### Aim of the task
Among the lines below, which ones contain the word "place"? Copy every such line.

[Point-per-instance localization data]
▬▬▬

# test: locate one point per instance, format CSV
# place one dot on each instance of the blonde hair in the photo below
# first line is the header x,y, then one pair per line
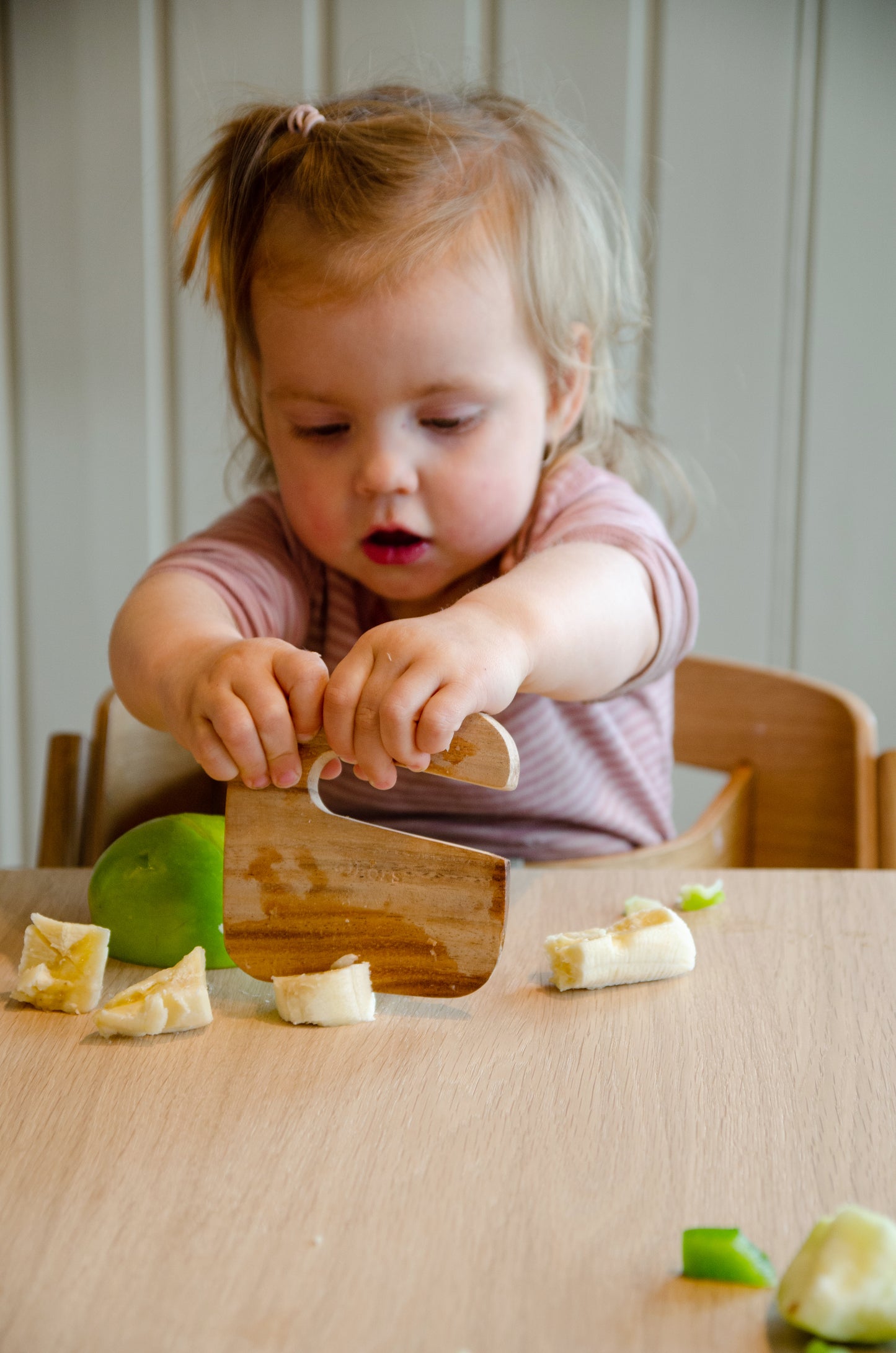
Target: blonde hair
x,y
394,179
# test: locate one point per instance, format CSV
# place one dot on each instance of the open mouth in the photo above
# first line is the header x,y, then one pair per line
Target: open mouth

▬▬▬

### Exercise response
# place one dot on each instance of the blonde hair in the photo below
# place one dot on each instance of the open mouth in the photo above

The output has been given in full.